### [Extrait du texte]
Kristian Frédric : Frères d’armes
Kristian Frédric revient à la charge avec Moitié-Moitié, une pièce de l’Australien Daniel Keene sur les liens fraternels et la réconciliation.
Dans Moitié-Moitié, deux demi-frères que vingt ans séparent se retrouvent dans la maison maternelle après dix ans d’absence. Le rétablissement de cette relation interrompue est autant le théâtre de l’amour que celui de la haine, une tentative de faire des fils tendus une boucle. Mais le passé forme un noeud avec le présent, un noeud qui permet aux réponses de frapper peut-être plus fort que les questions.
C’est Denis Lavalou, directeur du Théâtre Complice, qui joue dans la pièce avec Cédric Dorier, qui a apporté le texte de Daniel Keene à Kristian Frédric en lui révélant du coup une dramaturgie qui lui échappait: "Il me l’a donné en me disant que c’était la suite logique de mes deux derniers spectacles, de mon parcours et de ma trilogie caïnique." D’abord surpris par cette intervention de l’acteur et metteur en scène, qui a déjà monté des textes de Daniel Keene, Frédric a finalement compris le sens des propos de Lavalou: "Son regard m’a vraiment fait comprendre ce que je cherchais à travers deux textes différents. Il m’a amené ce Keene, me l’a fait connaître, et là, j’ai vu la suite logique."

### [Tâches demandées]
A: Citez fidèlement le passage de l'article sur Moitié-Moitié allant de « Kristian Frédric : Frères » jusqu'à « que les questions. ».
B: D'après l'article sur Moitié-Moitié, après combien d'années d'absence les deux demi-frères se retrouvent-ils dans la maison maternelle ?
Les entrées ne servent à rien ici.

### [Données fournies]
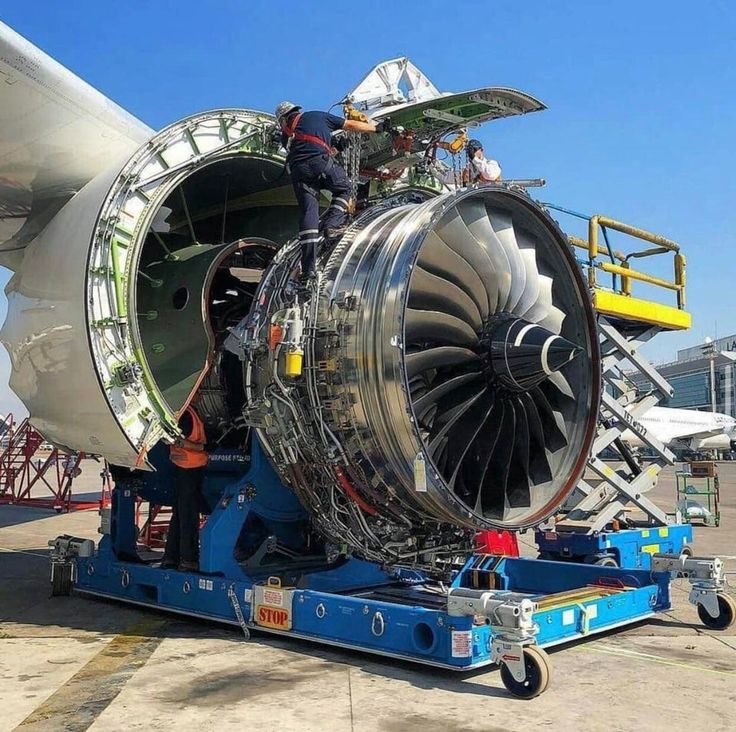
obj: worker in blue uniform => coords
[276,102,388,284]
[161,406,208,572]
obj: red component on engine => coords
[475,531,519,557]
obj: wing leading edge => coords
[0,22,153,268]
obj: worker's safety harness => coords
[283,112,336,156]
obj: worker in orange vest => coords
[161,407,208,572]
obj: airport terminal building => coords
[631,334,736,417]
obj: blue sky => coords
[0,0,736,411]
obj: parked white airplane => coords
[621,407,736,450]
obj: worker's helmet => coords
[274,101,301,122]
[465,140,483,160]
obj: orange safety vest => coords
[170,407,208,469]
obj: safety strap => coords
[284,112,334,155]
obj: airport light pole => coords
[701,336,716,412]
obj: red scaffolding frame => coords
[0,414,112,513]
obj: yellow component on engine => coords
[284,348,304,378]
[342,104,370,122]
[437,130,468,155]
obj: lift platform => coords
[51,438,736,698]
[536,204,692,568]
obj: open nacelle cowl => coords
[2,110,600,558]
[2,109,297,467]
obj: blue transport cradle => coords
[535,524,693,569]
[52,439,734,698]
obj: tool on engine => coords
[280,307,304,379]
[342,102,370,122]
[436,130,468,155]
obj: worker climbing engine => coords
[241,188,600,564]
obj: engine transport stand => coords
[53,438,734,698]
[534,524,693,569]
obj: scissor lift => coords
[537,209,692,566]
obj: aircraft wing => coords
[0,22,153,268]
[670,427,726,447]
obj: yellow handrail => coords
[584,215,687,310]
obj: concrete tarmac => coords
[0,463,736,732]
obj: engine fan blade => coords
[513,249,539,316]
[408,267,483,332]
[521,275,552,323]
[404,308,478,347]
[529,384,567,452]
[539,305,565,335]
[435,210,500,314]
[518,393,552,485]
[412,371,481,422]
[427,388,486,458]
[443,390,493,490]
[404,346,480,379]
[549,371,575,399]
[506,399,531,508]
[417,231,488,319]
[480,400,516,513]
[490,318,582,391]
[462,398,506,511]
[468,201,526,313]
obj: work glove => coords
[376,117,393,132]
[332,135,350,152]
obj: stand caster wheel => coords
[501,646,552,699]
[698,592,736,630]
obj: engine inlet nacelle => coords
[244,187,600,561]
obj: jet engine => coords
[241,187,600,561]
[2,107,600,564]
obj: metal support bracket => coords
[447,587,539,681]
[652,554,726,618]
[48,534,95,597]
[227,585,250,640]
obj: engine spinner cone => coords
[489,318,583,392]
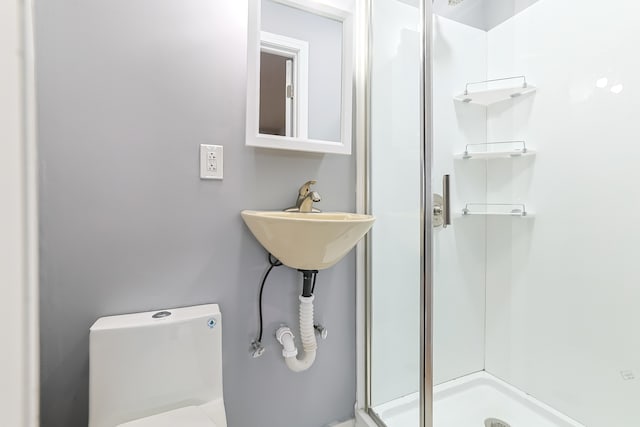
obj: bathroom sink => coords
[240,210,375,270]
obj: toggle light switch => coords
[200,144,223,179]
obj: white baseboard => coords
[354,409,378,427]
[327,420,356,427]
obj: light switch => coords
[200,144,223,179]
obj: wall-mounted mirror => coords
[246,0,354,154]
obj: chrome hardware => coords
[433,174,451,228]
[251,340,264,359]
[313,323,329,340]
[151,311,171,319]
[464,76,527,95]
[462,203,529,216]
[462,141,527,159]
[285,180,322,213]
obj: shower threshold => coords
[374,371,584,427]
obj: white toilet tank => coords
[89,304,227,427]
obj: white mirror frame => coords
[246,0,354,154]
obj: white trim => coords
[0,0,39,427]
[245,0,354,154]
[356,409,379,427]
[22,0,40,427]
[354,1,368,418]
[256,31,309,139]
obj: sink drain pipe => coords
[276,270,318,372]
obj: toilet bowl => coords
[89,304,227,427]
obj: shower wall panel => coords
[486,0,640,427]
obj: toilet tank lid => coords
[117,406,216,427]
[90,304,220,332]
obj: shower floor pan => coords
[374,372,584,427]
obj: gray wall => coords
[36,0,355,427]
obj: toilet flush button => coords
[151,311,171,319]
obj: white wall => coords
[486,0,640,427]
[0,1,37,427]
[432,17,487,384]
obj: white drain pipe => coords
[276,295,318,372]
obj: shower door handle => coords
[433,174,451,228]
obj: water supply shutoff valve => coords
[313,323,329,340]
[251,340,264,359]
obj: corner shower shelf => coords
[454,141,536,160]
[462,203,533,218]
[453,76,536,107]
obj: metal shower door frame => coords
[359,0,433,427]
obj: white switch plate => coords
[200,144,224,179]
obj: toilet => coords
[89,304,227,427]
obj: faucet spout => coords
[285,180,322,213]
[298,191,322,213]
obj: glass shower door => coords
[429,0,640,427]
[368,0,424,427]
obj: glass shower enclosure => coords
[367,0,640,427]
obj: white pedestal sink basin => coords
[240,210,375,270]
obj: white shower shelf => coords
[454,141,536,160]
[453,76,536,107]
[462,203,533,218]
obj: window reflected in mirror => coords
[258,0,343,142]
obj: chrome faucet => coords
[285,180,322,213]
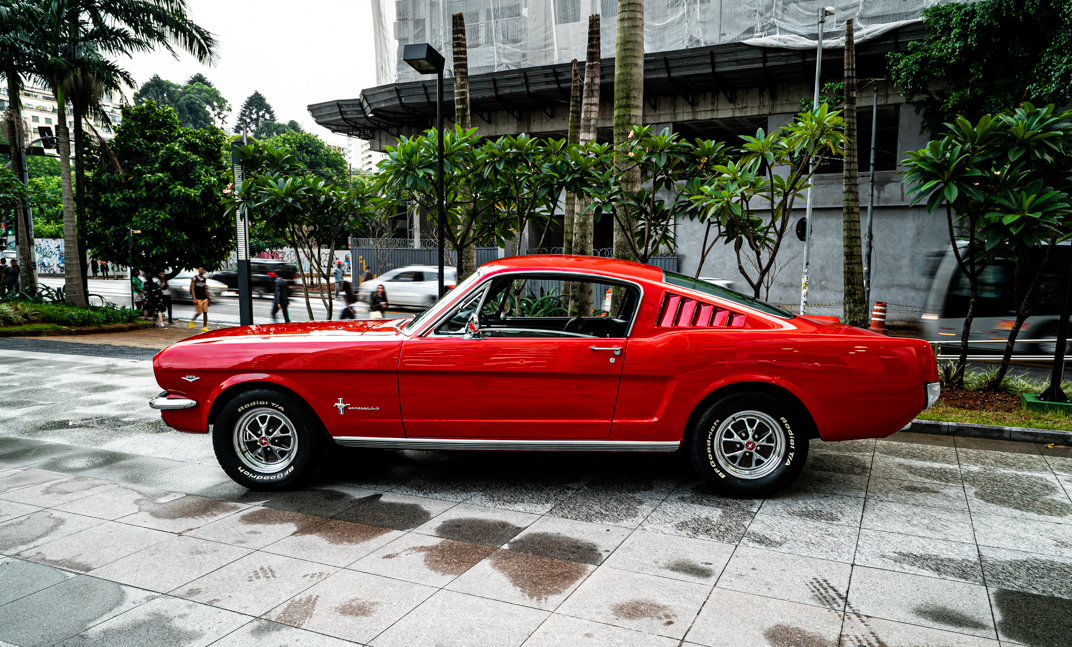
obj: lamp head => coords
[402,43,446,74]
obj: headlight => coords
[924,382,941,409]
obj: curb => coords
[0,321,155,337]
[905,420,1072,445]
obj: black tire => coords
[212,389,326,491]
[688,392,808,498]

### [Réponses par tâche]
A:
Kristian Frédric : Frères d’armes
Kristian Frédric revient à la charge avec Moitié-Moitié, une pièce de l’Australien Daniel Keene sur les liens fraternels et la réconciliation.
Dans Moitié-Moitié, deux demi-frères que vingt ans séparent se retrouvent dans la maison maternelle après dix ans d’absence. Le rétablissement de cette relation interrompue est autant le théâtre de l’amour que celui de la haine, une tentative de faire des fils tendus une boucle. Mais le passé forme un noeud avec le présent, un noeud qui permet aux réponses de frapper peut-être plus fort que les questions.

B: Après dix ans d'absence.